▶ _Yang Perlu Dikerjakan_: Tuliskan ulang bagian tulisan tentang sanksi MKD bagi anggota DPR, dari "Tetapi seperti biasa, di" sampai "bumbu rasa malu.", tanpa mengubah satu kata pun.

Kemurkaan tak berhenti di layar. Rumah seorang anggota DPR dijarah. Kaca pecah, pintu ambruk, dinding menjadi papan mural kemarahan rakyat. Partai bergerak cepat seperti penjual obat kuat di terminal. Lantang, meyakinkan, dan dramatis. Kelima anggota tersebut dinonaktifkan. Media menulis, “Partai berpihak pada rakyat.” Publik sempat lega, seperti menemukan kursi kosong di kereta penuh.

Tetapi seperti biasa, di negeri ini keadilan punya masa kedaluwarsa pendek. MKD menggelar sidang pada 5 November 2025. Semua orang menunggu gemuruh keputusan, seperti menunggu babak akhir sinema epik. Namun yang datang bukan klimaks, melainkan komedi situasional. Ahmad Sahroni terbukti melanggar etik dan dijatuhi sanksi nonaktif 6 bulan. Eko Patrio menerima sanksi nonaktif 4 bulan. Nafa Urbach 3 bulan. Uya Kuya dinyatakan tidak melanggar etik dan diaktifkan kembali. Adies Kadir juga diaktifkan kembali dengan peringatan agar lebih berhati-hati. Tidak ada pemecatan. Tidak ada penghapusan status. Tidak ada pembersihan moral. Hanya jeda sementara, seperti cuti kerja dengan sedikit bumbu rasa malu.

▶ _Cuplikan Daftar_:
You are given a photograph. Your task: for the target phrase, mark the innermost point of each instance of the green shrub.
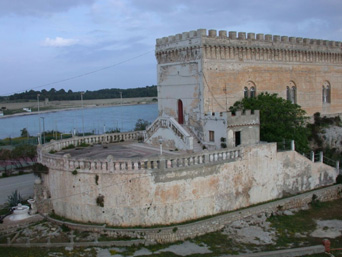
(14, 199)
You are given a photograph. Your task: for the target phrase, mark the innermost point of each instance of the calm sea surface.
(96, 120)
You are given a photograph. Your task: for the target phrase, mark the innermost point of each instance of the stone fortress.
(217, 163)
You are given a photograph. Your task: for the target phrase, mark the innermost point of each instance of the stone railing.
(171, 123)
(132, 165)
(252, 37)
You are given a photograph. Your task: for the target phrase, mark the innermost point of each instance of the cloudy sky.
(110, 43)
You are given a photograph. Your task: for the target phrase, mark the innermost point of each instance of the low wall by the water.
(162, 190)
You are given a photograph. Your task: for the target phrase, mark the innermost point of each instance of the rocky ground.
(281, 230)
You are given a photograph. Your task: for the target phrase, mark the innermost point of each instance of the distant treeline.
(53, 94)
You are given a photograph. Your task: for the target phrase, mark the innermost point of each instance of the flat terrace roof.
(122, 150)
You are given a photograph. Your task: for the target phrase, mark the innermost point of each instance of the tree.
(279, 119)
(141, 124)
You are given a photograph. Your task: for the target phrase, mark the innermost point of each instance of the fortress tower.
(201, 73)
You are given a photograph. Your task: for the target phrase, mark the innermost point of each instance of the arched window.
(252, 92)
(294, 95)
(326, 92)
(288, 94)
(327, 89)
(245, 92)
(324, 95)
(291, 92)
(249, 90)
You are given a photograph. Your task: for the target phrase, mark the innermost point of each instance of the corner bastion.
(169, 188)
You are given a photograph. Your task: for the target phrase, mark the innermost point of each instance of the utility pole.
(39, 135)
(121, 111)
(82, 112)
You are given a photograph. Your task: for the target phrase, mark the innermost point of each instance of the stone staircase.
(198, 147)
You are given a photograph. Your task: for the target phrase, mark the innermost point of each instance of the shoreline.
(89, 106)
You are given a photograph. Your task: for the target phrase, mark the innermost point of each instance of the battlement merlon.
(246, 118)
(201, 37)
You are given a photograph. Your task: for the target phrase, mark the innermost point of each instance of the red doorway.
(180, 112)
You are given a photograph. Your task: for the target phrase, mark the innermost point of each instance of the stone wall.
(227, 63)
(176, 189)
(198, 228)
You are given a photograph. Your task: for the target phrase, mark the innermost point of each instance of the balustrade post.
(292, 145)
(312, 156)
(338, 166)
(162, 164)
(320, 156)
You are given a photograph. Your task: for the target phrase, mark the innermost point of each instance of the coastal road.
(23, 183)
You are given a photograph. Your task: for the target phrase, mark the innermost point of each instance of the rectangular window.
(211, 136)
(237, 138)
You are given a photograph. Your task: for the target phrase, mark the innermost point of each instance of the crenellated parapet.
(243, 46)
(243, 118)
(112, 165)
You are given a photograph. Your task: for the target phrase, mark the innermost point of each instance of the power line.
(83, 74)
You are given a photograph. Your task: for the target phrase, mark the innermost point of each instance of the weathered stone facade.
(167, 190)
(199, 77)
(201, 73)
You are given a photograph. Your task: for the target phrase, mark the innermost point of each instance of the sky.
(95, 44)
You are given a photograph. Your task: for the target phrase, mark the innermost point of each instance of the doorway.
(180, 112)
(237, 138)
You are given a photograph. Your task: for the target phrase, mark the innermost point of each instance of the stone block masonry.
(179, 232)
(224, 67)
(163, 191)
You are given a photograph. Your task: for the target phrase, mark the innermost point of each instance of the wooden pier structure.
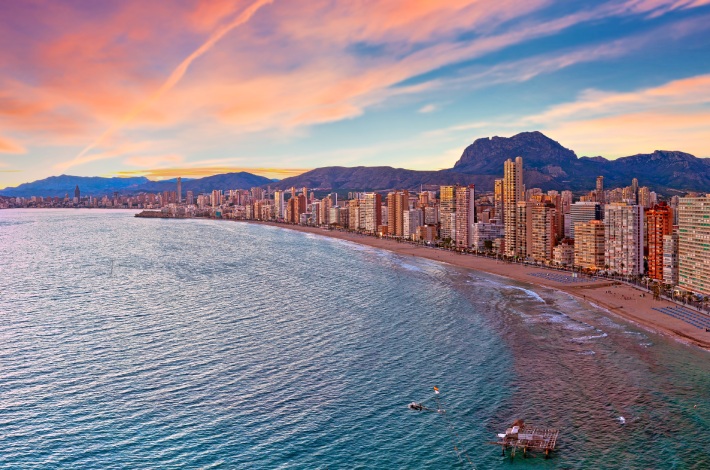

▶ _Jawaban Tugas_:
Tetapi seperti biasa, di negeri ini keadilan punya masa kedaluwarsa pendek. MKD menggelar sidang pada 5 November 2025. Semua orang menunggu gemuruh keputusan, seperti menunggu babak akhir sinema epik. Namun yang datang bukan klimaks, melainkan komedi situasional. Ahmad Sahroni terbukti melanggar etik dan dijatuhi sanksi nonaktif 6 bulan. Eko Patrio menerima sanksi nonaktif 4 bulan. Nafa Urbach 3 bulan. Uya Kuya dinyatakan tidak melanggar etik dan diaktifkan kembali. Adies Kadir juga diaktifkan kembali dengan peringatan agar lebih berhati-hati. Tidak ada pemecatan. Tidak ada penghapusan status. Tidak ada pembersihan moral. Hanya jeda sementara, seperti cuti kerja dengan sedikit bumbu rasa malu.